[Begin Records to use]

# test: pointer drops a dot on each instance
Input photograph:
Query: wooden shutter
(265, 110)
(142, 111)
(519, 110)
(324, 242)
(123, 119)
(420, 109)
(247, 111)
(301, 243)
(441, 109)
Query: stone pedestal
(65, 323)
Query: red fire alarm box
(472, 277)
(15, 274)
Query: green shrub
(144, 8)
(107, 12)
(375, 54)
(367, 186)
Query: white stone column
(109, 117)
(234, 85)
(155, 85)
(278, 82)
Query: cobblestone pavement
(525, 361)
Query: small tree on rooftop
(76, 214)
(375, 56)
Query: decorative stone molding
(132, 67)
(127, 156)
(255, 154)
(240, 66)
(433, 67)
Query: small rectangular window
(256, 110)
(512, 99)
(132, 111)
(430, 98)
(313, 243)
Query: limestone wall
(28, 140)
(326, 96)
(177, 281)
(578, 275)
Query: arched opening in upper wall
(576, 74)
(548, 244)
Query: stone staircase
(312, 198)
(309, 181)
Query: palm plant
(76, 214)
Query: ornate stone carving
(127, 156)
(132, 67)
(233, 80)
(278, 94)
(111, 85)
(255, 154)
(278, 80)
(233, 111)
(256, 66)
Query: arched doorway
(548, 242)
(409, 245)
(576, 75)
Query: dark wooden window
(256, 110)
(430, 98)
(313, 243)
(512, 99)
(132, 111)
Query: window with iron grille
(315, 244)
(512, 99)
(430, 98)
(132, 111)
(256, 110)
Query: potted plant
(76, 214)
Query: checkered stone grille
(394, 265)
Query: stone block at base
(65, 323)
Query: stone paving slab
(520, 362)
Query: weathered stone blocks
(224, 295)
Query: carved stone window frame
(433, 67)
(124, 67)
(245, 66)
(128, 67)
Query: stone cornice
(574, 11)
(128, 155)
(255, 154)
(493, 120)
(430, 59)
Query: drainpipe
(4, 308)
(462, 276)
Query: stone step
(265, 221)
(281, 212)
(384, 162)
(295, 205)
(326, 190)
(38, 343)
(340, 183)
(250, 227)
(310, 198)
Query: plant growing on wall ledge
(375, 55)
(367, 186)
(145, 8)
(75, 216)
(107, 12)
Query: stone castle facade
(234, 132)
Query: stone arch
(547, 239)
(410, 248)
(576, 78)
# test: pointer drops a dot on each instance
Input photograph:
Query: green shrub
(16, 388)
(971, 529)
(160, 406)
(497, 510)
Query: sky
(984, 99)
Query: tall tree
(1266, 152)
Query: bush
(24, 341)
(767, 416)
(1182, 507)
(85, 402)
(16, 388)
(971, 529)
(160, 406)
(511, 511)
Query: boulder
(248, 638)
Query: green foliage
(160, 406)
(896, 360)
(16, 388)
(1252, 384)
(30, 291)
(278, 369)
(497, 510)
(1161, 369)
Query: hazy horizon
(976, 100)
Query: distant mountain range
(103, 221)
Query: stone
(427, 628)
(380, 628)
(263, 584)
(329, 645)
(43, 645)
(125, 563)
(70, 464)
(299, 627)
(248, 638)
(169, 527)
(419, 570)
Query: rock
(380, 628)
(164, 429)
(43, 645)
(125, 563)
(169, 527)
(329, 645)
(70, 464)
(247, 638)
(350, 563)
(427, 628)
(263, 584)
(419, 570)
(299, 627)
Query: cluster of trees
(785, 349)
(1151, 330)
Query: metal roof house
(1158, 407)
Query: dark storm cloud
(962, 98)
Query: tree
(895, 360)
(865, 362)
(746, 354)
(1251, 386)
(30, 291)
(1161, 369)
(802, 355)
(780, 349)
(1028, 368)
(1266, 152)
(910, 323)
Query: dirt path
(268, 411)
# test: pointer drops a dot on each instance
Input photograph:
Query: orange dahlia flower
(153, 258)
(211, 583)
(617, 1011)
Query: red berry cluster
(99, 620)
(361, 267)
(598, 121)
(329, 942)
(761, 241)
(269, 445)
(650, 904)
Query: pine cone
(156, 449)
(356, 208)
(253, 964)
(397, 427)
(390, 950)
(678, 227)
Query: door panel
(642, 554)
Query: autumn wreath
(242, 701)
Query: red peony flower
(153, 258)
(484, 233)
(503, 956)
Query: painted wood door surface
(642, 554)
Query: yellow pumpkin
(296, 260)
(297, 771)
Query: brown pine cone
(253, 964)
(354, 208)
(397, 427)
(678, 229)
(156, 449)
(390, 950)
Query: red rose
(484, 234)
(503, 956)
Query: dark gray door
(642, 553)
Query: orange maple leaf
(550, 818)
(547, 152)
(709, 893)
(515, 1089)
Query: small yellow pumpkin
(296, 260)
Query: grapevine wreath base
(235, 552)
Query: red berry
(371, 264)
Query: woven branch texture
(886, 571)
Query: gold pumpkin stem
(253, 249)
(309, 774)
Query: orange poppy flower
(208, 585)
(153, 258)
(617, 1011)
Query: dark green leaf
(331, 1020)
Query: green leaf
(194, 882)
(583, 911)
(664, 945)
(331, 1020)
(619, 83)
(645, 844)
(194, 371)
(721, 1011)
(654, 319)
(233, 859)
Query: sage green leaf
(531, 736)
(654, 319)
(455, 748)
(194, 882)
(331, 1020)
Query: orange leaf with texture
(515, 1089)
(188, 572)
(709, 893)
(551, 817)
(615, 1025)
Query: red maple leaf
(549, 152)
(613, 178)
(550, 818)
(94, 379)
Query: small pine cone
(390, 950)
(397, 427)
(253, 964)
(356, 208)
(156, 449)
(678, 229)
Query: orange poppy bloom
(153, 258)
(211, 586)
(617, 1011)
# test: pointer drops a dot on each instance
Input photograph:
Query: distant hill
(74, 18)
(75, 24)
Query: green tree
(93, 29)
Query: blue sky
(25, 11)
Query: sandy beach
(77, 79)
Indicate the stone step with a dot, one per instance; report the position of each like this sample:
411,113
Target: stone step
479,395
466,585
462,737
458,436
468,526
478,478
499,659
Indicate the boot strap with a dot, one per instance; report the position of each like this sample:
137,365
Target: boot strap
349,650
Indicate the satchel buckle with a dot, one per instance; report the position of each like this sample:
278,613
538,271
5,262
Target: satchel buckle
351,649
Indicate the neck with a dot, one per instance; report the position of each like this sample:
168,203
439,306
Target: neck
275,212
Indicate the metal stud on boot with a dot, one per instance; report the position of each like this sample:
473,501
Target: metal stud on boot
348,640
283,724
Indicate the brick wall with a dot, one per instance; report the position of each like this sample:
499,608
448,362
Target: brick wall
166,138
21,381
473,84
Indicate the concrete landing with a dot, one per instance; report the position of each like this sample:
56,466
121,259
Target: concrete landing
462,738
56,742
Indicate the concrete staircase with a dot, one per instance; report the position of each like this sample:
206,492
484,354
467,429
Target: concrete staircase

[End Records to use]

__Task requirements__: Repeat the entries above exactly, leaving nothing out.

__Result of the task__:
# test: pointer drops a dot on each instance
Input photograph:
Query: wooden shutter
(265, 110)
(142, 111)
(519, 110)
(324, 242)
(123, 119)
(420, 109)
(247, 111)
(301, 243)
(441, 109)
Query: stone pedestal
(65, 323)
Query: red fire alarm box
(472, 277)
(15, 274)
Query: green shrub
(144, 8)
(107, 12)
(375, 54)
(367, 186)
Query: white stone column
(109, 117)
(234, 85)
(155, 85)
(278, 82)
Query: cobblestone pavement
(525, 361)
Query: small tree on rooftop
(76, 214)
(375, 56)
Query: decorative stone molding
(132, 67)
(127, 156)
(255, 154)
(240, 66)
(433, 67)
Query: small rectangular window
(256, 110)
(512, 99)
(132, 111)
(430, 98)
(313, 243)
Query: limestone wall
(28, 140)
(326, 96)
(177, 281)
(578, 275)
Query: arched opening in upper wall
(576, 74)
(548, 244)
Query: stone staircase
(312, 198)
(309, 181)
Query: palm plant
(76, 214)
Query: ornate stone carving
(127, 156)
(132, 67)
(233, 80)
(278, 94)
(111, 85)
(255, 154)
(278, 80)
(233, 111)
(256, 66)
Query: arched doorway
(548, 242)
(409, 245)
(576, 75)
Query: dark wooden window
(256, 110)
(430, 98)
(313, 243)
(512, 99)
(132, 111)
Query: window with iron grille
(315, 244)
(512, 99)
(430, 98)
(132, 111)
(256, 110)
Query: potted plant
(76, 214)
Query: checkered stone grille
(394, 265)
Query: stone block at base
(65, 323)
Query: stone paving slab
(520, 362)
Query: weathered stone blocks
(224, 295)
Query: carved stone window frame
(433, 67)
(124, 67)
(245, 66)
(128, 67)
Query: stone cornice
(574, 11)
(128, 155)
(255, 154)
(493, 120)
(430, 59)
Query: drainpipe
(4, 308)
(462, 276)
Query: stone step
(265, 221)
(281, 212)
(384, 162)
(295, 205)
(326, 190)
(38, 343)
(340, 183)
(250, 227)
(310, 198)
Query: plant growing on wall ledge
(375, 55)
(367, 186)
(145, 8)
(75, 216)
(107, 12)
Query: stone castle facade
(234, 132)
Query: stone arch
(547, 239)
(410, 248)
(576, 78)
# test: pointer drops a dot on each instance
Input photograph:
Query: green shrub
(16, 388)
(971, 529)
(160, 406)
(497, 510)
Query: sky
(984, 99)
Query: tall tree
(1266, 152)
Query: bush
(24, 341)
(767, 416)
(1182, 507)
(85, 402)
(16, 388)
(971, 529)
(160, 406)
(511, 511)
Query: boulder
(248, 638)
Query: green foliage
(160, 406)
(896, 360)
(16, 388)
(1252, 384)
(30, 291)
(278, 369)
(497, 510)
(1161, 369)
Query: hazy horizon
(976, 100)
Query: distant mountain range
(103, 221)
Query: stone
(427, 628)
(380, 628)
(263, 584)
(329, 645)
(43, 645)
(125, 563)
(70, 464)
(299, 627)
(248, 638)
(169, 527)
(419, 570)
Query: rock
(380, 628)
(164, 429)
(43, 645)
(125, 563)
(169, 527)
(329, 645)
(70, 464)
(247, 638)
(350, 563)
(427, 628)
(263, 584)
(419, 570)
(299, 627)
Query: cluster of trees
(785, 349)
(1151, 330)
Query: metal roof house
(1158, 407)
Query: dark storm cloud
(962, 98)
Query: tree
(895, 360)
(865, 362)
(746, 354)
(1251, 386)
(30, 291)
(1161, 369)
(802, 355)
(780, 349)
(1028, 368)
(1266, 152)
(910, 323)
Query: dirt path
(268, 411)
# test: pointer drops a dot on each instance
Input photograph:
Query: orange dahlia flower
(153, 258)
(211, 583)
(617, 1011)
Query: red berry cluster
(99, 620)
(361, 267)
(598, 121)
(329, 942)
(761, 241)
(269, 445)
(650, 904)
Query: pine cone
(156, 449)
(356, 208)
(253, 964)
(397, 427)
(390, 950)
(678, 227)
Query: door panel
(642, 554)
Query: autumn wreath
(242, 701)
Query: red peony flower
(153, 258)
(484, 233)
(503, 956)
Query: painted wood door surface
(642, 554)
Query: yellow pumpkin
(296, 260)
(297, 771)
Query: brown pine cone
(253, 964)
(354, 208)
(397, 427)
(678, 229)
(156, 449)
(390, 950)
Query: red rose
(484, 234)
(503, 956)
Query: dark gray door
(642, 553)
Query: orange maple leaf
(550, 818)
(547, 152)
(709, 893)
(515, 1089)
Query: small yellow pumpkin
(296, 260)
Query: grapevine wreath base
(235, 552)
Query: red berry
(371, 264)
Query: woven branch texture
(886, 571)
Query: gold pumpkin stem
(253, 249)
(309, 774)
Query: orange poppy flower
(208, 585)
(153, 258)
(617, 1011)
Query: dark green leaf
(331, 1020)
Query: green leaf
(194, 882)
(583, 911)
(664, 945)
(331, 1020)
(619, 83)
(645, 844)
(194, 371)
(721, 1011)
(654, 319)
(233, 859)
Query: sage green leaf
(531, 736)
(654, 319)
(455, 748)
(194, 882)
(331, 1020)
Query: orange leaf with texture
(515, 1089)
(188, 572)
(709, 893)
(551, 817)
(615, 1025)
Query: red maple leaf
(549, 152)
(613, 178)
(550, 818)
(94, 379)
Query: small pine cone
(390, 950)
(397, 427)
(253, 964)
(356, 208)
(156, 449)
(678, 229)
Query: orange poppy bloom
(153, 258)
(211, 586)
(617, 1011)
# test: pointer drops a dot on each instance
Input photograph:
Query: distant hill
(74, 18)
(75, 24)
Query: green tree
(93, 29)
Query: blue sky
(25, 11)
Query: sandy beach
(77, 79)
Indicate the stone step with a dot, one per instance; report the position of each like this sample:
411,113
Target: stone step
479,395
466,585
462,737
458,436
468,526
478,478
499,659
Indicate the boot strap with a dot, one per instance; report the position of each like this sample:
137,365
Target: boot strap
349,650
Indicate the satchel buckle with a dot, one per instance; report the position of each like this sample:
278,613
538,271
5,262
Target: satchel buckle
351,649
Indicate the neck with a dot, one per instance; report the position of each like this sample:
168,203
439,306
Target: neck
275,212
Indicate the metal stud on boot with a dot, one per instance; report the position of each like this sample:
473,501
Target: metal stud on boot
348,640
283,724
Indicate the brick wall with a dot, one per instance; report the position of each like this sample:
499,608
448,362
Target: brick wall
166,138
21,381
473,84
Indicate the concrete landing with a dot, one per instance; report the position of each like this sample:
56,466
121,259
Target: concrete landing
462,738
56,742
Indicate the concrete staircase with a dot, one per instance; report the position of each like this sample:
206,492
484,354
467,429
Target: concrete staircase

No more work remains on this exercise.